Goal A: In the business mindset text, how often should you try to uncover a cash windfall for your business or employer?
Goal B: Rewrite the stretch of the business mindset text from "Focus Your Thinking" through "energy you make.", changing "cash windfall" to "profit windfall".

Get Everything You Can Out Of All You’ve Got

Lets start off first with some thoughts on mindset. Business mindset and business motivation are topics that Jay Abraham tackles often.

Mindset

You are surrounded by obvious business solutions to explode your income. When you spend all your time within your industry, you only see industry norms. Doing things smarter not harder is the secret.

Most people assume that success comes one small step at a time – this is a misconception. This approach keeps you working for your business, not the other way around. You should think in terms of quantum leaps made instantly and directly.

A business strategy that is common in one industry can act like an atom bomb in another.

Breakthroughs change your video production business from a commodity based business to a valuable product/service and will make you wealthy.

People who make breakthroughs are opportunity focused.

To make breakthroughs you need to be open minded and take action. Capitalize on things that people perceive as limitations.

Focus Your Thinking On The Following

  • Always discover what the hidden opportunity is in every situation.
  • Try to uncover at least one cash windfall for your business or employer every three months.
  • Engineer maximum success into every action you take or decision you make.
  • Build a business breakthrough foundation based upon multiple streams of idea generation instead of a single idea source.
  • One of your breakthrough goals is to always make you, your video business, or your product special, unique, and more advantageous in your client’s eyes.
  • The more value or wealth you can create for your client (through your video work for them), the greater the power of that breakthrough.
  • A breakthrough’s purpose is to help you or your business maximize personal or organizational leverage in every commitment of action, investment, time, effort, opportunity, or energy you make.
  • Breakthroughs increase in direct proportion to the amount of networking, brainstorming, and masterminding you do with like-minded, success-driven people outside your industry.
  • Your goal in creating breakthroughs is to use ideas to create more value for others.
  • Breakthroughs fuel growth thinking.
  • Growth thinking seeds/breakthroughs … the two go hand in hand.
  • The best breakthroughs take away risk or resistance from the other side. So it’s easier to say yes than no.
  • Employ as many success practices of others outside your field or industry by adopting or adapting their philosophies and methods to your business situation.
  • Employ as many success practices of others outside your field or industry by adopting or adapting their philosophies and methods to your business situation.

The first step is to know your strengths & weaknesses and how they relate to your competition.

Extracted records:
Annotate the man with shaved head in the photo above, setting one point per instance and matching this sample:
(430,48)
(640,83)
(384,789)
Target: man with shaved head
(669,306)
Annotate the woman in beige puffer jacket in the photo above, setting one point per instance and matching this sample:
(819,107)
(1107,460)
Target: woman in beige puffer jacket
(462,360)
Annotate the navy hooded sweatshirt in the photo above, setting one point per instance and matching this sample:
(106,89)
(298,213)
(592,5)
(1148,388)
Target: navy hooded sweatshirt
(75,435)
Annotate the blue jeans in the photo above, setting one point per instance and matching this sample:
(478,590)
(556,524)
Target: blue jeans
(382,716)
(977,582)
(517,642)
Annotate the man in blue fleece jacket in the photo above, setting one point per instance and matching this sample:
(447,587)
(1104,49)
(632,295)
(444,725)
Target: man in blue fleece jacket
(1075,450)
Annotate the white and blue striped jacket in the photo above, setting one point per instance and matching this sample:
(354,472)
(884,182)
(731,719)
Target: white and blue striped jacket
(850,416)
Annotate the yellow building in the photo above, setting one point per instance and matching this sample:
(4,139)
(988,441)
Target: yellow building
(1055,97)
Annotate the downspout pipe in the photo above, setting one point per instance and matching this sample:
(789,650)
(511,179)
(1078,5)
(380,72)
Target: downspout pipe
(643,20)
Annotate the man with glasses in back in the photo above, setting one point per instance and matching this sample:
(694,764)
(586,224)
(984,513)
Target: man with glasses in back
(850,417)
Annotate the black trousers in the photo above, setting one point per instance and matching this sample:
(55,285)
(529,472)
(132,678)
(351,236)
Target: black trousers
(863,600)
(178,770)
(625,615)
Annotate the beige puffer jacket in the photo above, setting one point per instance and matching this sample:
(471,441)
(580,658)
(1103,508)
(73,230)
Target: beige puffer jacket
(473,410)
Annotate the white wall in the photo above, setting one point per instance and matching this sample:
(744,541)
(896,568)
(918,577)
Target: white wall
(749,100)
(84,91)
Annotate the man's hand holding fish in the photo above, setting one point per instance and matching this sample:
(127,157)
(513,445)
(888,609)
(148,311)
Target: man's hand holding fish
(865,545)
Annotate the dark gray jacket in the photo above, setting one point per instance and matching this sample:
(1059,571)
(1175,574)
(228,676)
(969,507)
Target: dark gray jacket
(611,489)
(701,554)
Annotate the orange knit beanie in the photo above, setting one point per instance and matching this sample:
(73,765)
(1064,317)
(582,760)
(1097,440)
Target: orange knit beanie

Exercise response A: At least once every three months.

Exercise response B:
Focus Your Thinking On The Following

  • Always discover what the hidden opportunity is in every situation.
  • Try to uncover at least one profit windfall for your business or employer every three months.
  • Engineer maximum success into every action you take or decision you make.
  • Build a business breakthrough foundation based upon multiple streams of idea generation instead of a single idea source.
  • One of your breakthrough goals is to always make you, your video business, or your product special, unique, and more advantageous in your client’s eyes.
  • The more value or wealth you can create for your client (through your video work for them), the greater the power of that breakthrough.
  • A breakthrough’s purpose is to help you or your business maximize personal or organizational leverage in every commitment of action, investment, time, effort, opportunity, or energy you make.